Phd em Sociologia da Educação, Stephen Stoer é também diretor, desde a sua criação em 1994, da revista Educação, Sociedade & Cultura. A revista, segundo Stoer tem, entre outros objetivos, a divulgação do conhecimento produzido por todos os que trabalham nas Ciências Sociais (com destaque para a Sociologia, a Antropologia e a História), e que tomem como campo de estudo e/ou investigação o campo da Educação/Formação; é, também, entre outras coisas, um espaço para promover, quer nas suas páginas, quer através da organização de outras atividades, uma “vigilância sociológica” das políticas e das práticas realizadas, formal e informalmente no campo da Educação/Formação. Leia a seguir a entrevista realizada com o pesquisador.
Extra Classe – De que forma pode ser evitado o desvio da escola “para todos” e de que forma o Estado pode intervir nessa distorção?
Stephen Stoer – Tem que haver um desenvolvimento da comunidade educativa (que não pode ser reduzida aos agentes do mercado e das empresas) num sentido que possa aproveitar um profissional de ensino que é cada vez mais relocalizado e globalizado. Isto é, as alianças e as redes de cooperação e desenvolvimento integrado já não passam sobretudo pelo nível nacional, passam pelos níveis local, regional e global. O Estado tem que defender os agentes educativos perante o poder empresarial e do mercado ajudando a criar os espaços necessários para o desenvolvimento de tais redes e alianças. O Estado também está a reconfigurar-se no que diz respeito à cidadania, passando de uma concepção de cidadania pensada a partir daquilo que é comum (mesma língua, mesmo território, mesma religião), para uma concepção de cidadania pensada a partir das diferenças (locais, pertenças étnicas, sexuais, etc.).
EC – O senhor falou em sua conferência no Brasil sobre a passagem da educação de uma gestão controlada da desigualdade, que é gerada socioeconomicamente, para uma gestão controlada da exclusão social, que tem raízes socioculturais. O senhor poderia falar um pouco mais sobre essa questão?
Stoer – A gestão controlada da desigualdade implica para a educação escolar o desenvolvimento de uma educação compensatória que é, no fundo, mais da mesma coisa (aulas de recuperação, etc.). A gestão controlada da exclusão social implica para a educação escolar um investimento na educação inter/multicultural que é, sobretudo, um olhar sobre as diferenças para mais as controlar. Isto é, não se fala com a diferença mas com os discurso sobre a diferença (que já estão contaminados pelo poder vigente).
EC – Como o ensino português tenta resolver os problemas da desigualdade na escola e simultaneamente garantir a transição escola-mercado de trabalho? E qual seria a forma de a escola criar indivíduos capacitados para enfrentar o mercado mundializado e em vias de reconfiguração?

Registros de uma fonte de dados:
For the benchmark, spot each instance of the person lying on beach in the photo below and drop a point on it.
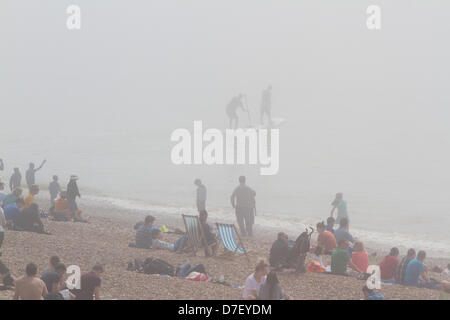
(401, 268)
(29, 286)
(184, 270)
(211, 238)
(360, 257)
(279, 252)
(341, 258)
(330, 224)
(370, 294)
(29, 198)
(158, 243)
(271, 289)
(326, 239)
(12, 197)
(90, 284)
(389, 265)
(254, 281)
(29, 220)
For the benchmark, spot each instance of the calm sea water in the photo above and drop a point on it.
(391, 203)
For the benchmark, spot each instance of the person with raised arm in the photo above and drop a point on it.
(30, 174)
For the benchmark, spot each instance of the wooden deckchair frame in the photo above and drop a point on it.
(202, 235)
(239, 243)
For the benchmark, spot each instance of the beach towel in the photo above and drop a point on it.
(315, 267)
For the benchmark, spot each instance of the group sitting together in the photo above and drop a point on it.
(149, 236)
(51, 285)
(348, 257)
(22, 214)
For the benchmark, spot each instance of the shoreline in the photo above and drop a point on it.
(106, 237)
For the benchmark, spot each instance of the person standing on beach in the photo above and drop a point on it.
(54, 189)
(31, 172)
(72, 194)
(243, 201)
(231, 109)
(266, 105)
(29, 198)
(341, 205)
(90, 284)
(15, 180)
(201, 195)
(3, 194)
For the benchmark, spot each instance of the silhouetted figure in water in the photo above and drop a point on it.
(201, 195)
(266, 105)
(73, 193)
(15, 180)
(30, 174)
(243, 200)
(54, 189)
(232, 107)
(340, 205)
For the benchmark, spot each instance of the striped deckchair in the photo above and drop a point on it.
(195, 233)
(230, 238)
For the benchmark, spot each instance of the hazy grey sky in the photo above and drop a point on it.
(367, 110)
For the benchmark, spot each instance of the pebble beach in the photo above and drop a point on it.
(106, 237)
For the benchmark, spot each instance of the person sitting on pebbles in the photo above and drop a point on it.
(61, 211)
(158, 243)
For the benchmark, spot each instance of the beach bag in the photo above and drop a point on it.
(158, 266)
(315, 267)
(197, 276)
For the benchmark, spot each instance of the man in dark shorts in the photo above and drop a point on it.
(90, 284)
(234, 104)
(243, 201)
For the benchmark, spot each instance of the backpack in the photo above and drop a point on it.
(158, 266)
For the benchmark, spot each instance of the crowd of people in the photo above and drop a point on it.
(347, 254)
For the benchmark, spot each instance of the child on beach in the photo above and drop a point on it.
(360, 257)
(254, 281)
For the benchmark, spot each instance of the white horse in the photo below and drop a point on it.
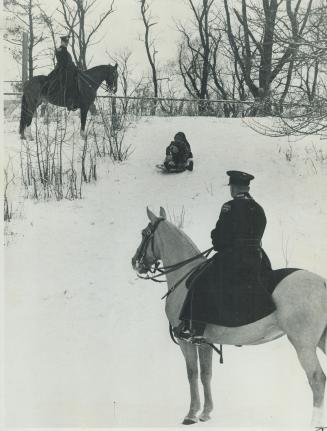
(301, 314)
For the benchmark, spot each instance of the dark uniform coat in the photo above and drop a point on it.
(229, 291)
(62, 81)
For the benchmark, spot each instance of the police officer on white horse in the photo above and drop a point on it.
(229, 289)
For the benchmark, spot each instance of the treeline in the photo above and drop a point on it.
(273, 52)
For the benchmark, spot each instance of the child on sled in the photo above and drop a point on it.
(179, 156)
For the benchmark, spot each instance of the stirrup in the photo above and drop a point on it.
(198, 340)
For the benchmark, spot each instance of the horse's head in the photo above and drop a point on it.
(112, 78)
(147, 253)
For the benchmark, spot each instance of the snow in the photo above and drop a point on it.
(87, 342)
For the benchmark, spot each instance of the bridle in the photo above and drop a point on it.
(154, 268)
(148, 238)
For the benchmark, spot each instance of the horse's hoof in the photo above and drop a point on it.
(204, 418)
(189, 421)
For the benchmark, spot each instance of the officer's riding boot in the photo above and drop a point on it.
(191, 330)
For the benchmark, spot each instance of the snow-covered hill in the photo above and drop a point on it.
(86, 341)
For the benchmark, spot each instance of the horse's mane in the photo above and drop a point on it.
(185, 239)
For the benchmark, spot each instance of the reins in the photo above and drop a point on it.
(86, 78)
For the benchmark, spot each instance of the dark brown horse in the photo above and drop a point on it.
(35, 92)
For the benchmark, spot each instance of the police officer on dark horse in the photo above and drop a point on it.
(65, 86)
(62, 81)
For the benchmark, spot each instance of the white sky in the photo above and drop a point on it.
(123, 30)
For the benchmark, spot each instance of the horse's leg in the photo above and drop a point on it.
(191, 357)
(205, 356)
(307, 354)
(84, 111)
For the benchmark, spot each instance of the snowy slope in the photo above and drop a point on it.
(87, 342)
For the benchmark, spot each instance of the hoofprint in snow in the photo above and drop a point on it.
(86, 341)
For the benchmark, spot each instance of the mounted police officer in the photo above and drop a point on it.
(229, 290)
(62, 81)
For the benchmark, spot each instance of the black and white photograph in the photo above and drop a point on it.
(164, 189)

--

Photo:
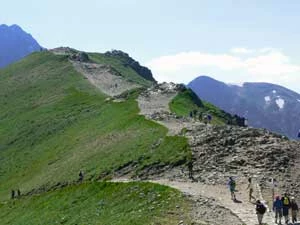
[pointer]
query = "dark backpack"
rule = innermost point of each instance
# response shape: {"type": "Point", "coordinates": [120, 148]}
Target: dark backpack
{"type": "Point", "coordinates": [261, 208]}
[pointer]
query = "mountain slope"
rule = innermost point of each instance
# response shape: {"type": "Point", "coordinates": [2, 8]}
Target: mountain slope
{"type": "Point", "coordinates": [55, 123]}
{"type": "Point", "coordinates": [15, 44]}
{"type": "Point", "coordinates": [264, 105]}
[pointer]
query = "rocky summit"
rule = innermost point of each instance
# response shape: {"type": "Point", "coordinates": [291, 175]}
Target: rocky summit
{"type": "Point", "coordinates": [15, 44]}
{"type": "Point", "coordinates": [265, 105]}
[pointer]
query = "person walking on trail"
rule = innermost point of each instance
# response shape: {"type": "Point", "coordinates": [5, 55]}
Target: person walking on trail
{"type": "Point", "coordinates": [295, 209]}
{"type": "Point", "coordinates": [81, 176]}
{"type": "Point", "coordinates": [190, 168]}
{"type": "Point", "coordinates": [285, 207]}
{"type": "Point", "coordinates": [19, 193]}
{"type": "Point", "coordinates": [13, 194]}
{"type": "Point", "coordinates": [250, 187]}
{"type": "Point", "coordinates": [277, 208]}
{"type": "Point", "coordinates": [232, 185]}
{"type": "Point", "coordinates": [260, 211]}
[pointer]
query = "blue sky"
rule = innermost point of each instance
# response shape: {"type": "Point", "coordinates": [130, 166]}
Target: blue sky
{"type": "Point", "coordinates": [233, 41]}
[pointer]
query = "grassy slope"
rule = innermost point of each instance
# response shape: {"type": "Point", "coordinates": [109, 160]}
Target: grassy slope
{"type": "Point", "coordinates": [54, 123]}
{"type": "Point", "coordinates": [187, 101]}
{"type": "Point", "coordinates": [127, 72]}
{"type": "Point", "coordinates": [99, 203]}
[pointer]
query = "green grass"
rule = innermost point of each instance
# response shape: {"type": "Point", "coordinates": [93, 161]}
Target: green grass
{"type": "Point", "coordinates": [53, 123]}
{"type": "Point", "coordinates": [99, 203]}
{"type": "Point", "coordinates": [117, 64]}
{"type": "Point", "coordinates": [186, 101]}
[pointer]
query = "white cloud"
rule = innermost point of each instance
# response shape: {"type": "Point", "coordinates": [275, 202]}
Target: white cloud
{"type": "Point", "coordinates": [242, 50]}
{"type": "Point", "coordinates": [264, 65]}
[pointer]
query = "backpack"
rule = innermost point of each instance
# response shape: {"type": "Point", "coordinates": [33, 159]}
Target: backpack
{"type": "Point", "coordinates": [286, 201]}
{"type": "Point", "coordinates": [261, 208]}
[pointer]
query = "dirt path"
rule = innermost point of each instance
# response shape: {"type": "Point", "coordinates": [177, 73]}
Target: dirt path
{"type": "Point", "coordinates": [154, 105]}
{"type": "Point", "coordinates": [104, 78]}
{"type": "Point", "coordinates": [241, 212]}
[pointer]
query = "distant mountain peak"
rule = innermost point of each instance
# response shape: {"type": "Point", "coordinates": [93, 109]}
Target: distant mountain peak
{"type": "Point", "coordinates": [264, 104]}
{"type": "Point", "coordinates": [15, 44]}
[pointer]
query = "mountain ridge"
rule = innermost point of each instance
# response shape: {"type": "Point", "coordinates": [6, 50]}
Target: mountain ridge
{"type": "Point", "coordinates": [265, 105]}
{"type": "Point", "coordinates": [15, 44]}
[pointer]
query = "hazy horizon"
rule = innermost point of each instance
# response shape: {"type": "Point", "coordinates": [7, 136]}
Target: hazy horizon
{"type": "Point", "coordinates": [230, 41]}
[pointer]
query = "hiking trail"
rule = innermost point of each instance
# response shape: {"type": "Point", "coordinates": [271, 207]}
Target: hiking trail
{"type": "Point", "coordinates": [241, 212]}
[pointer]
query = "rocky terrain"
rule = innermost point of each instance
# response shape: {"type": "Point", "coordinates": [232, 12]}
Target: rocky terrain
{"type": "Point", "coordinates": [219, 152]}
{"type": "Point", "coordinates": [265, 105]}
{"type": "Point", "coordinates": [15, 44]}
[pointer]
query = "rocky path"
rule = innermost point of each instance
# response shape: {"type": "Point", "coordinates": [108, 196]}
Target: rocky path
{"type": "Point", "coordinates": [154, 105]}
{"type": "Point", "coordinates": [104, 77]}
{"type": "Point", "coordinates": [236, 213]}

Questões e tarefas:
• 1. Responda às perguntas a seguir com base na entrevista com Stephen Stoer.
(a) Em que ano foi criada a revista Educação, Sociedade & Cultura?
(b) Segundo Stoer, por quais níveis passam hoje as alianças e as redes de cooperação e desenvolvimento integrado?
(c) Que tipo de educação a gestão controlada da desigualdade implica para a educação escolar?
• 2. Na entrevista com Stephen Stoer, a educação inter/multicultural é descrita como um olhar sobre as diferenças para mais as controlar. Explique essa afirmação com base no esclarecimento que o próprio Stoer apresenta.
A listagem não tem nenhum papel nesta atividade.

Conjunto de respostas:
• 1.
(a) Em 1994.
(b) Pelos níveis local, regional e global.
(c) Uma educação compensatória.

• 2. Segundo Stoer, essa educação não fala com a diferença, mas com os discursos sobre a diferença. Esses discursos já estão contaminados pelo poder vigente.